• 課題の内容
**1)** 本文によると、夜のパン屋さんは何月何日から営業を再開しますか。
**2)** 本文の「旧年中は大変お世話になりました」から「皆さま、お元気でお過ごしでしょうか。」までを、一字も変えずに書き写しなさい。

• 本文
━━━━━━
読み物

夜パンの読み物 | 2023年もよろしくお願いいたします

旧年中は大変お世話になりました
本年もよろしくお願いいたします

文>鈴川桃子(夜のパン屋さん販売員)

変化のない新型コロナウイルスの流行と対応、猛暑、思いがけない事件の数々……2022年は、予想外の出来事を経験した方もおられることでしょう。個人的にも様々な出来事がありましたが、新しい年がやってきました。

皆さま、お元気でお過ごしでしょうか。
夜のパン屋さんは明日、1月10日から、はりきって営業を再開いたします。

私は2021年から夜のパン屋さんのメンバーに加わり、現在は主に2021年12月にオープンした田町店にて販売員をしています。
夜のパン屋さんは、パンを焼かないパン屋さん。各店舗から余ってしまいそうなパンを預かり、夜だけ販売するという取り組みです。
しかし、その目的はフードロス対策のみではありません。「仕事作り」「居場所作り」の役割も担っています。
━━━━━━
• 提示情報
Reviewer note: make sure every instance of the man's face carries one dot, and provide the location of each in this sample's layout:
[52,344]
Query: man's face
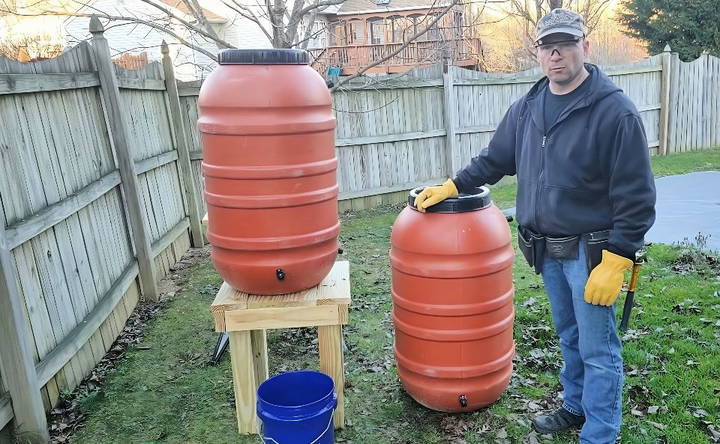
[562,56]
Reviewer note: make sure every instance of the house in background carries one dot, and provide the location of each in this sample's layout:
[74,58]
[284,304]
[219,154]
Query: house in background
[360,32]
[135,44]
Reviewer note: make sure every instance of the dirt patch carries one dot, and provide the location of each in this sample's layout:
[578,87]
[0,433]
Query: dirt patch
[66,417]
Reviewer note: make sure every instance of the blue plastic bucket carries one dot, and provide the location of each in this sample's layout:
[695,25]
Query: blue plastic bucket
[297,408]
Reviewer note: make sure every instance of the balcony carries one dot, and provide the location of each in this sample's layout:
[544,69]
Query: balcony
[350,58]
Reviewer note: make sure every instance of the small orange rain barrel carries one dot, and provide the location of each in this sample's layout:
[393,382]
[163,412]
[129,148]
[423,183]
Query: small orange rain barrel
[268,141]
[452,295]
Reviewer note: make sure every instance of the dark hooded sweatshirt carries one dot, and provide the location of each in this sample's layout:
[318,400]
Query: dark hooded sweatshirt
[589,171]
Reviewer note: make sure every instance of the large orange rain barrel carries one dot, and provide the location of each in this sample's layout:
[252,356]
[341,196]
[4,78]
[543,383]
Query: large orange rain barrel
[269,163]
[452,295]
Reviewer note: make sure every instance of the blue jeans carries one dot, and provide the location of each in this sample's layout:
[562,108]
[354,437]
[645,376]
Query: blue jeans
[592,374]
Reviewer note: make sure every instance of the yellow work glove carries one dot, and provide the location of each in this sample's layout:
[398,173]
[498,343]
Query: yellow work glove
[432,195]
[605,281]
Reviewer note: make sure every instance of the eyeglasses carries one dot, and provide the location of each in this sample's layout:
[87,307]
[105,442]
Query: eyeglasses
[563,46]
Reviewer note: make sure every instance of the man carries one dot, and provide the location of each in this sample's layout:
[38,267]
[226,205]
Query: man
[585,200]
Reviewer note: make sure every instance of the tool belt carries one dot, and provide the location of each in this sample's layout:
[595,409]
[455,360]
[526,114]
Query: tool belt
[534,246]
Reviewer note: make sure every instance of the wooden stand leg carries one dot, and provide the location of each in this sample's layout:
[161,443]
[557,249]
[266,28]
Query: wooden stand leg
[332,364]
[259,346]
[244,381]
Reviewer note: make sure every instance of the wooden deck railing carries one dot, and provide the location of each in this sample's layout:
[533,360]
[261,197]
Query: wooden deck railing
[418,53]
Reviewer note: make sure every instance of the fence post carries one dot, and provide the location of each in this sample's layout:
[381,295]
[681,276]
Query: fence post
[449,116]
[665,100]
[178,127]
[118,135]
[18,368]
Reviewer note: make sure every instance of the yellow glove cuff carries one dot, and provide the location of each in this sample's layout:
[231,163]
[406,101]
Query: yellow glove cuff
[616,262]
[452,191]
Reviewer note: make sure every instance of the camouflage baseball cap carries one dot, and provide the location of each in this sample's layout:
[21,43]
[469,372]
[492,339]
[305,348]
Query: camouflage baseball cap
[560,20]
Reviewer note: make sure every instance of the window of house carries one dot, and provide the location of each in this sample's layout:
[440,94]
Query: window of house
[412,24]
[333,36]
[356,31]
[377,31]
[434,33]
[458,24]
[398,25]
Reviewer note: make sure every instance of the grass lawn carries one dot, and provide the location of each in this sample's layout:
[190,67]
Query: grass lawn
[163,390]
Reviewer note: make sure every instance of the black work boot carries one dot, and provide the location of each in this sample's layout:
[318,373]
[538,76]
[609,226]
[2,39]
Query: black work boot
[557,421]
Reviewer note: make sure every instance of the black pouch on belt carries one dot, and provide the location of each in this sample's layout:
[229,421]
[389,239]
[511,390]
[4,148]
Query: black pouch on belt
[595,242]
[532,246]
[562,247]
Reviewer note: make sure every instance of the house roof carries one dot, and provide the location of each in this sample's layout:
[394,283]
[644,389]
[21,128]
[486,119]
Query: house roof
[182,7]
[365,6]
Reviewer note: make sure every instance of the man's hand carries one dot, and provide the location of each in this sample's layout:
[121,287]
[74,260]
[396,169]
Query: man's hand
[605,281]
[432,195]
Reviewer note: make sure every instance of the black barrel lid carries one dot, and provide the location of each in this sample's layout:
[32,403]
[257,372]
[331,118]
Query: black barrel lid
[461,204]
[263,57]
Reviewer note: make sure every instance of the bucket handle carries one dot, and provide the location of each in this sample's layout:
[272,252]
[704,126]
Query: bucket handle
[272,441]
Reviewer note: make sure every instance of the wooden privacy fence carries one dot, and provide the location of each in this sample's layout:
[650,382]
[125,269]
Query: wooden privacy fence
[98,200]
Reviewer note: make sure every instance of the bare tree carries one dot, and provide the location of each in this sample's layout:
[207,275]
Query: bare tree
━━━━━━
• 解答例
**1)** 1月10日から営業を再開します。

**2)**
旧年中は大変お世話になりました
本年もよろしくお願いいたします

文>鈴川桃子(夜のパン屋さん販売員)

変化のない新型コロナウイルスの流行と対応、猛暑、思いがけない事件の数々……2022年は、予想外の出来事を経験した方もおられることでしょう。個人的にも様々な出来事がありましたが、新しい年がやってきました。

皆さま、お元気でお過ごしでしょうか。